## Entries shown:

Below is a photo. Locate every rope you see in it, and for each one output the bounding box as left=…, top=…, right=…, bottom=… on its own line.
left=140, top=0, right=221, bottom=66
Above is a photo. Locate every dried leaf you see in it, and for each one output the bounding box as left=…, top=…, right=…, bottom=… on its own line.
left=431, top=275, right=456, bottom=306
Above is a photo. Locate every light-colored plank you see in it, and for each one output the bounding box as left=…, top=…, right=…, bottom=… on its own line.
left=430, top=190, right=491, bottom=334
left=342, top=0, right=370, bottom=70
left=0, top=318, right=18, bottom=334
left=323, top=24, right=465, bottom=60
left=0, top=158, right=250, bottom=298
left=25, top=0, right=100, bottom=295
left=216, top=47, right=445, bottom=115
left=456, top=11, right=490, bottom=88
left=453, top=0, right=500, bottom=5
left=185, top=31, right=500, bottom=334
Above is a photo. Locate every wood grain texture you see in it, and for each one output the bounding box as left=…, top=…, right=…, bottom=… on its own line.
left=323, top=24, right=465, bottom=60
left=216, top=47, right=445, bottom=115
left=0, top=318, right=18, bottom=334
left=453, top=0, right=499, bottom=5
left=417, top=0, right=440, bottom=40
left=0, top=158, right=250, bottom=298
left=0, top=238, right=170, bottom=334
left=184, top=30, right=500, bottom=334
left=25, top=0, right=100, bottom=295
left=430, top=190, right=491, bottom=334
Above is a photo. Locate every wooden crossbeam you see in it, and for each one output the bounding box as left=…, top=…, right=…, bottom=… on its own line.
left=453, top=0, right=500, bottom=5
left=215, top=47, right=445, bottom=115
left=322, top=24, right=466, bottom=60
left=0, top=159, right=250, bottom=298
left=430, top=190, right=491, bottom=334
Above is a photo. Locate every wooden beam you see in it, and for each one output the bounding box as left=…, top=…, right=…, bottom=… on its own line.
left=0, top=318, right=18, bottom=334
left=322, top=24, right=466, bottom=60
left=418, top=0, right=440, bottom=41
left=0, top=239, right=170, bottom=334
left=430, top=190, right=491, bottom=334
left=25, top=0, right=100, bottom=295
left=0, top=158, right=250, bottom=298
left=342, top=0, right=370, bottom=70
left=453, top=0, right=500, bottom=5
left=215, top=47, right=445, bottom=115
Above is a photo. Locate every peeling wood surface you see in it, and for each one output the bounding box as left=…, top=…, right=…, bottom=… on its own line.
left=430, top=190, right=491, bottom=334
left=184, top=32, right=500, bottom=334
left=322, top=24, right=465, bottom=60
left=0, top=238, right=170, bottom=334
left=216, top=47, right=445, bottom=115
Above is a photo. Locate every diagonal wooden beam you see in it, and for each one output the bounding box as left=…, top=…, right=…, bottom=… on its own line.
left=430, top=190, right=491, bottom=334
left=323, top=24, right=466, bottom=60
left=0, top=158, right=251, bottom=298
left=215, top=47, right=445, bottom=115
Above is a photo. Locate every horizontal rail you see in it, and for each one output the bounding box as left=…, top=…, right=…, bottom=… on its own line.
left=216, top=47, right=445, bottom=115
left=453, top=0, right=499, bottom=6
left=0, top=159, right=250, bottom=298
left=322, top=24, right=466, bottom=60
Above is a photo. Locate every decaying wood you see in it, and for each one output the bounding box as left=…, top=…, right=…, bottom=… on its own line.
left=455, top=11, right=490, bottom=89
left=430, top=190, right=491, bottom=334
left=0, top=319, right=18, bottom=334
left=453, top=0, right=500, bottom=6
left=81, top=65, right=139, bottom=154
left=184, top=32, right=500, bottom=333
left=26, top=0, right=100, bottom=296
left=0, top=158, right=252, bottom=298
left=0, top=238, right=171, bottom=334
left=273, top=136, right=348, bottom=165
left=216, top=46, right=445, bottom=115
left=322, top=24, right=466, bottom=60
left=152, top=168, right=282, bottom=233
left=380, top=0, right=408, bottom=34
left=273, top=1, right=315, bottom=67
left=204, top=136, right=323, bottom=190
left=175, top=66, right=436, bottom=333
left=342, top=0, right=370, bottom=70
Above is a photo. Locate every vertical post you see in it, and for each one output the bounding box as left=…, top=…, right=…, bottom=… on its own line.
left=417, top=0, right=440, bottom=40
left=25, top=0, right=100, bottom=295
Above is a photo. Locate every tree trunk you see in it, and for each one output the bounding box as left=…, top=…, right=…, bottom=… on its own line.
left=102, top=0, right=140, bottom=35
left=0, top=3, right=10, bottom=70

## What is being asked:
Write the entries out once more, exactly, without dropping a line.

## Written solution:
Below is a photo. Locate every rope you see in it, and for each one output the bounding box as left=…, top=…, right=…, bottom=… on its own line.
left=140, top=0, right=221, bottom=66
Above is a photo. Locate every dried leaf you see in it, and for each one output the bounding box as left=…, top=…, right=…, bottom=… on its own line.
left=431, top=275, right=456, bottom=306
Above is a photo. Locate every light-colored plank you see in it, and for each one output the bounding box as left=…, top=…, right=…, bottom=… on its own line.
left=430, top=190, right=491, bottom=334
left=342, top=0, right=370, bottom=70
left=0, top=318, right=18, bottom=334
left=323, top=24, right=465, bottom=60
left=0, top=158, right=250, bottom=298
left=25, top=0, right=100, bottom=295
left=216, top=47, right=445, bottom=115
left=456, top=11, right=490, bottom=88
left=453, top=0, right=500, bottom=5
left=185, top=31, right=500, bottom=334
Above is a photo. Locate every wood grain texture you see in it, and for each one output the bounding box as left=…, top=…, right=…, bottom=… on its own line.
left=323, top=24, right=465, bottom=60
left=216, top=47, right=445, bottom=115
left=0, top=318, right=18, bottom=334
left=453, top=0, right=499, bottom=5
left=417, top=0, right=440, bottom=40
left=0, top=158, right=250, bottom=298
left=0, top=238, right=170, bottom=334
left=184, top=30, right=500, bottom=334
left=25, top=0, right=100, bottom=295
left=430, top=190, right=491, bottom=334
Above is a photo. Locate every wooden crossbeam you see in it, and for each one output the bounding box as left=…, top=…, right=…, bottom=… on its own line.
left=453, top=0, right=500, bottom=5
left=215, top=47, right=445, bottom=115
left=322, top=24, right=466, bottom=60
left=0, top=159, right=250, bottom=298
left=430, top=190, right=491, bottom=334
Above is a photo. Locate every wooden beam you see in it, and for each one output the bounding box as left=…, top=…, right=…, bottom=… on its own line.
left=0, top=318, right=18, bottom=334
left=322, top=24, right=466, bottom=60
left=418, top=0, right=440, bottom=41
left=0, top=239, right=170, bottom=334
left=430, top=190, right=491, bottom=334
left=25, top=0, right=100, bottom=295
left=0, top=158, right=250, bottom=298
left=342, top=0, right=370, bottom=70
left=453, top=0, right=500, bottom=5
left=215, top=47, right=445, bottom=115
Above is a photo. Locate every peeling wood surface you see in it, and for each one output the bounding box as left=…, top=…, right=…, bottom=… on its own line.
left=430, top=190, right=491, bottom=334
left=184, top=32, right=500, bottom=334
left=322, top=24, right=465, bottom=60
left=0, top=238, right=170, bottom=334
left=216, top=47, right=445, bottom=115
Above is a photo. Locate every diagonal wooden beam you see in it, and for each one output the bounding box as left=…, top=…, right=…, bottom=… on its own line.
left=430, top=190, right=491, bottom=334
left=323, top=24, right=466, bottom=60
left=0, top=158, right=251, bottom=298
left=215, top=47, right=445, bottom=115
Above is a photo. Locate every horizontal rail you see in it, and for each one output the bounding box as left=…, top=…, right=…, bottom=… on its own line.
left=216, top=47, right=445, bottom=115
left=453, top=0, right=499, bottom=6
left=0, top=159, right=250, bottom=298
left=322, top=24, right=466, bottom=60
Above is a photo. Locate every decaying wood you see in it, and for each one output the bounding box as left=…, top=…, right=…, bottom=… on its own line.
left=455, top=11, right=490, bottom=89
left=430, top=190, right=491, bottom=334
left=0, top=319, right=18, bottom=334
left=453, top=0, right=500, bottom=6
left=81, top=65, right=139, bottom=154
left=184, top=32, right=500, bottom=333
left=26, top=0, right=100, bottom=296
left=0, top=158, right=252, bottom=298
left=0, top=238, right=171, bottom=334
left=273, top=136, right=348, bottom=165
left=216, top=46, right=445, bottom=115
left=322, top=24, right=466, bottom=60
left=152, top=168, right=282, bottom=233
left=380, top=0, right=408, bottom=34
left=273, top=1, right=315, bottom=67
left=204, top=136, right=323, bottom=190
left=175, top=66, right=436, bottom=333
left=342, top=0, right=370, bottom=70
Above is a photo. Locate every vertical post you see in it, and for each one output the bounding box as left=…, top=…, right=…, bottom=… on its own line.
left=417, top=0, right=440, bottom=40
left=25, top=0, right=100, bottom=295
Above is a photo. Locate every tree trunk you see in it, and for each one output the bounding box as left=…, top=…, right=…, bottom=… on its own line.
left=102, top=0, right=140, bottom=35
left=0, top=3, right=10, bottom=70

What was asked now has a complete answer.